§ ROWS
-- begin --
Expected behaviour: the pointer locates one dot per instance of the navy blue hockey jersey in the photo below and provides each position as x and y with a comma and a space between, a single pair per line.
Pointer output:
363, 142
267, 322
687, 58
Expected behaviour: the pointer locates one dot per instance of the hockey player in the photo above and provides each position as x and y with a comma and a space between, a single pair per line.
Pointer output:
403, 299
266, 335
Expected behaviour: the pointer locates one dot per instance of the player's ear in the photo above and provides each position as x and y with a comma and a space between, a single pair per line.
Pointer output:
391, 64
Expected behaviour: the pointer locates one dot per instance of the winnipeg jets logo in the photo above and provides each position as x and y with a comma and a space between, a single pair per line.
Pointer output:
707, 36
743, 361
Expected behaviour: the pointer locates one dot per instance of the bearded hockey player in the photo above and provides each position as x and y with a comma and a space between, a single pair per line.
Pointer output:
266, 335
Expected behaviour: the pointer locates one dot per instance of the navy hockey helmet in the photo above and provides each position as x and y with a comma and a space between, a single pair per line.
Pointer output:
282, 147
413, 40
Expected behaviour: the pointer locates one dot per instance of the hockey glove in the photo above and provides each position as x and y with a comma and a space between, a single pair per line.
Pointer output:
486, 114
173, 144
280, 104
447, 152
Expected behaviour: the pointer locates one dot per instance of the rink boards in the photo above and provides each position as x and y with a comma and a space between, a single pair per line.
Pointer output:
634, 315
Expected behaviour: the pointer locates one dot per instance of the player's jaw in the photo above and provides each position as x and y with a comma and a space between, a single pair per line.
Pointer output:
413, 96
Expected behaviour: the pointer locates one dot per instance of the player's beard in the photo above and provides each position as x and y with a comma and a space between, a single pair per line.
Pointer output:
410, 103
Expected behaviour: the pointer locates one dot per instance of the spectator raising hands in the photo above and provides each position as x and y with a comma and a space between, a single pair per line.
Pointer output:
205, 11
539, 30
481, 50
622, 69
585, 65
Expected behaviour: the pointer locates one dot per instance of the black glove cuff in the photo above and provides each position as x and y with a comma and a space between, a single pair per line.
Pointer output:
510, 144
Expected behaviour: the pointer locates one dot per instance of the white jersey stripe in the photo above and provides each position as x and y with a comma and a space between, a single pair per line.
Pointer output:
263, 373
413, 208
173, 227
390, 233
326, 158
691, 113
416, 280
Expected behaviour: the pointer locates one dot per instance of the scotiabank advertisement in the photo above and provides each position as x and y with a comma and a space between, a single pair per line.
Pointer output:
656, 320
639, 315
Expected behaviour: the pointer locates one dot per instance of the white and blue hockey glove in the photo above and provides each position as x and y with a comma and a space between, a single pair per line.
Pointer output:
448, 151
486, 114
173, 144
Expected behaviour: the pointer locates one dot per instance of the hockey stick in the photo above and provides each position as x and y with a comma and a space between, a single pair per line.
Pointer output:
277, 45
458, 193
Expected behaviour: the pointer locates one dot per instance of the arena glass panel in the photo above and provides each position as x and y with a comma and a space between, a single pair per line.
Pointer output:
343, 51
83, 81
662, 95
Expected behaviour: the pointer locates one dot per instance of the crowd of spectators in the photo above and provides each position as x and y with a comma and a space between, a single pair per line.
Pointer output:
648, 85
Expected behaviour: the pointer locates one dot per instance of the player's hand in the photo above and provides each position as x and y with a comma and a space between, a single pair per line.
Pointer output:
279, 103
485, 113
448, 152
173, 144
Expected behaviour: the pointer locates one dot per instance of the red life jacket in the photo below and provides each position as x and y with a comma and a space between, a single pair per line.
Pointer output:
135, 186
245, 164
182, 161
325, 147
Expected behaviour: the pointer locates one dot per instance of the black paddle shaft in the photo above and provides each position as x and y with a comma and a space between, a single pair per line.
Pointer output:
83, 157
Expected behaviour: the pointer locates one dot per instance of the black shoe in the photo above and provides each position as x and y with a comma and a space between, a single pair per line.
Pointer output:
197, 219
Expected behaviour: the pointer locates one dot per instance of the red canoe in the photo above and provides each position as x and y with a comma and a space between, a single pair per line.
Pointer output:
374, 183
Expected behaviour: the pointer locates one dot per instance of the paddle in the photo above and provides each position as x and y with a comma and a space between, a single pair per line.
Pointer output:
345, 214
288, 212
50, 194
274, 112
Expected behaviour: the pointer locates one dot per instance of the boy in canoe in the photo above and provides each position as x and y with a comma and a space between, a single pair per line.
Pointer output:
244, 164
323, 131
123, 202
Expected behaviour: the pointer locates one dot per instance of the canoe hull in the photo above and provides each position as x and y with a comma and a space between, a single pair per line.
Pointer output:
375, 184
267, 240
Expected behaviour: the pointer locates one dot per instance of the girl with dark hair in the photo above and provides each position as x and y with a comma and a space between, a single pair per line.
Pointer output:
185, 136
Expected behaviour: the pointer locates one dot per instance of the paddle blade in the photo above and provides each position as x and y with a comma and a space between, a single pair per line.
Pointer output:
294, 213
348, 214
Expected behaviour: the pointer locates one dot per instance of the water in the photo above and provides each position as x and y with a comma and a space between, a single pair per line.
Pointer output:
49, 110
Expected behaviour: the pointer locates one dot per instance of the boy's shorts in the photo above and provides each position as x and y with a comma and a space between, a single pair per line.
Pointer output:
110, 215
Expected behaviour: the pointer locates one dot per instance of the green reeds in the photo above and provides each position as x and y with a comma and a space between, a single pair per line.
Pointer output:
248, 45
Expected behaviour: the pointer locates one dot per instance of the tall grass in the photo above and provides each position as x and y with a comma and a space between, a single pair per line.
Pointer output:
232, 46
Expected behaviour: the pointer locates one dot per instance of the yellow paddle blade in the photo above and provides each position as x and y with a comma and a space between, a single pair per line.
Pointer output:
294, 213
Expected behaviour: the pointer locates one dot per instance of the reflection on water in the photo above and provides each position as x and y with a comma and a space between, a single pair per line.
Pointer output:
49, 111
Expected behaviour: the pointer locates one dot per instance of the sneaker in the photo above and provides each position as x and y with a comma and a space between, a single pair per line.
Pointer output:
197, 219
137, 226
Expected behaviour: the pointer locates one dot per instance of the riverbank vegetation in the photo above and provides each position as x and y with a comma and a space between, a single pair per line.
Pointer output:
-- end --
§ WHAT IS ASKED
Restate every entry word for word.

§ TASK ANSWER
Expected behaviour: the pointer locates one dot per instance of the navy blue hockey jersey in the photo below and provides each position as x and y with a comma and a space between, a single pair per line.
Pointer output:
363, 142
267, 322
687, 58
Expected behaviour: the pointer locates one dot per instance of the hockey player in the photo above and provides each position as x and y with a comma and a space between, a single pair per line.
Pointer output:
403, 299
266, 335
Expected behaviour: the pointer locates one dot per instance of the player's ear in the photo above and provides each position as x and y with a comma and a space between, a single pair per line.
Pointer output:
391, 64
Expected behaviour: the pointer locates one dot per instance of the winnipeg jets logo in the photo above and provides each position as x and y with a comma and a space between, a single pair per line.
Pointer output:
707, 36
743, 361
Expected behaviour: the pointer locates one dot per instance of the bearded hockey player in the photo above and provides each position as x and y with a comma and a space between, a single pair per line.
Pointer output:
266, 335
Expected behaviour: the pointer locates one dot per instance of the navy hockey helmet in the photo above and provides each position as x and y with a comma and a space between, a single pair per line.
Pointer output:
282, 147
413, 40
Expected behaviour: the pointer locates one dot per instance of the hockey glove in the photo above and provides each position as x and y with a comma and a space between, a single pair per line.
Pointer output:
486, 114
173, 144
280, 104
447, 152
Expected behaviour: the pointer locates one dot per instance of the rink boards in the photo above and provides each position as x and y with a comma and a space between, a single pair per line.
Pointer output:
634, 315
Expected behaviour: the pointer locates one dot per instance of the player's jaw in the photo above and provides each position as x and y with a comma and a space between, a single pair per line.
Pointer output:
413, 96
Expected behaviour: the pointer locates one dot per instance of the player's beard in the photo above and provides each position as x and y with a comma and a space between, a single pair per line.
Pointer output:
410, 103
Expected behaviour: the pointer locates one dot per instance of the spectator raising hands in the photo above and provides each position as x and y with a comma and a space between, a single pair per line.
Pointer output:
205, 11
539, 30
481, 50
622, 69
585, 65
Expected behaviour: the pointer locates one dot per instance of the black glove cuff in the photo above and provides each position as x and y with a comma and a space between, a single pair per line.
Pointer output:
510, 144
Expected behaviour: the pointer locates one dot per instance of the white jersey stripe in the photo above and provides each position as x and y with a comma and a space between, a single pair per line.
Pointer output:
263, 373
413, 208
173, 227
390, 233
326, 158
691, 113
416, 280
Expected behaviour: the pointer locates one dot per instance of the scotiabank advertisement in the photo above and provides each position as x and y with a comma and a space between, a single pair per line.
Pointer output:
656, 320
639, 315
Expected behaviour: the pointer locates one dot per instance of the white and blue hockey glove in the photo above and provides each position as x and y with a comma and a space between, a single pair per line.
Pointer output:
448, 151
486, 114
173, 144
Expected behaviour: the pointer locates one dot per instance of the hockey stick in the photo above and provides each position as x and y with a comma and a space between, a single pair per line.
Pointer output:
277, 45
458, 193
Expected behaviour: the pointer locates one dot per instance of the arena glass panel in the photo above and provides each position as x and y with a comma and a space between, a single pair per line.
Pointer output:
343, 51
83, 81
662, 95
Expected behaviour: the pointer locates one dot per instance of the crowd of spectators in the photo above and provides each position as x and y with a comma and a space between, a single pair per line.
Pointer output:
648, 85
Expected behaviour: the pointer locates one dot per instance of the player's hand in the photo above and provides each position as x and y with a comma and a space between, a single pair per line.
Pointer output:
279, 103
485, 113
448, 152
173, 144
Expected behaviour: the pointer locates one dot per instance of the red life jacket in the photo below and provides each position as x and y with a comma and a space between, a single pair per line.
Pointer output:
135, 186
245, 164
182, 161
325, 147
Expected behaviour: the pointer locates one dot per instance of the black paddle shaft in the photo above and provides each position as x and y with a comma and a space between, a single pair per line.
Pointer output:
83, 157
Expected behaviour: the pointer locates one dot per instance of the black shoe in the photo above and provides each position as x and y with a comma and a space between, a single pair per line.
Pointer output:
197, 219
Expected behaviour: the pointer locates one dot per instance of the red canoe in the photo above and provides each position as x and y with a comma and a space between, a single pair per line.
Pointer output:
374, 183
Expected behaviour: the pointer locates one dot per instance of the paddle in the photo above and provides each position as x and y with a comma and a space between, a single pair per line.
Pointer output:
345, 214
288, 212
50, 194
274, 112
Expected behaviour: the pointer locates one dot per instance of the boy in canoe in the photo above and provides each position as x and y with a comma and a space between, a single pair per line.
Pointer output:
244, 164
323, 131
123, 202
Expected behaviour: the pointer locates one dot per instance of the canoe hull in the photo above and provides each position as x and y with a comma and a space between, a single pair per line.
Pointer output:
375, 184
267, 240
Expected behaviour: the pointer locates one dot per instance of the girl with dark hair in the photo above and provides each position as x and y with a comma and a space between, a single pair per line.
Pointer output:
185, 136
Expected behaviour: the pointer locates one dot per instance of the paddle blade in the photo above and provides each position as x and y with a comma and a space between, a single pair per line.
Pointer output:
294, 213
348, 214
Expected behaviour: the pointer locates one dot per instance of the water in the photo above and provides each position as x and y with a comma and a space between, a single pair per line.
Pointer output:
49, 110
Expected behaviour: the pointer locates one dot per instance of the boy's shorts in the photo above and provides each position as x and y with a comma and a space between, a single pair per line.
Pointer output:
110, 215
Expected behaviour: the pointer locates one dot per instance of the green reeds in the photo above and provides each position as x and y with a comma and a space between, a single pair per line.
Pointer output:
248, 45
Expected behaviour: the pointer locates one dot per instance of the tall grass in the photo above and provides each position as x and y with a comma and a space between, a single pair per line.
Pointer output:
232, 46
Expected behaviour: the pointer locates one dot per instance of the yellow paddle blade in the photo above and provides each position as x and y with a comma and a space between, a single pair per line.
Pointer output:
294, 213
Expected behaviour: the pointer locates one dot per instance of the reflection on water in the photo above and provides each position as x and y with a comma and a space between, a single pair per line.
Pointer output:
49, 111
Expected behaviour: the pointer locates one dot per instance of the sneaker in the photo above and provides each position as x and y with a comma and a space between, a single pair per line.
Pointer output:
197, 219
137, 226
Expected behaviour: the pointer locates one dot per instance of the riverbank vegetation in the photo above and provides each position as x and y with a comma and a space between, a single pair per line.
Pointer output:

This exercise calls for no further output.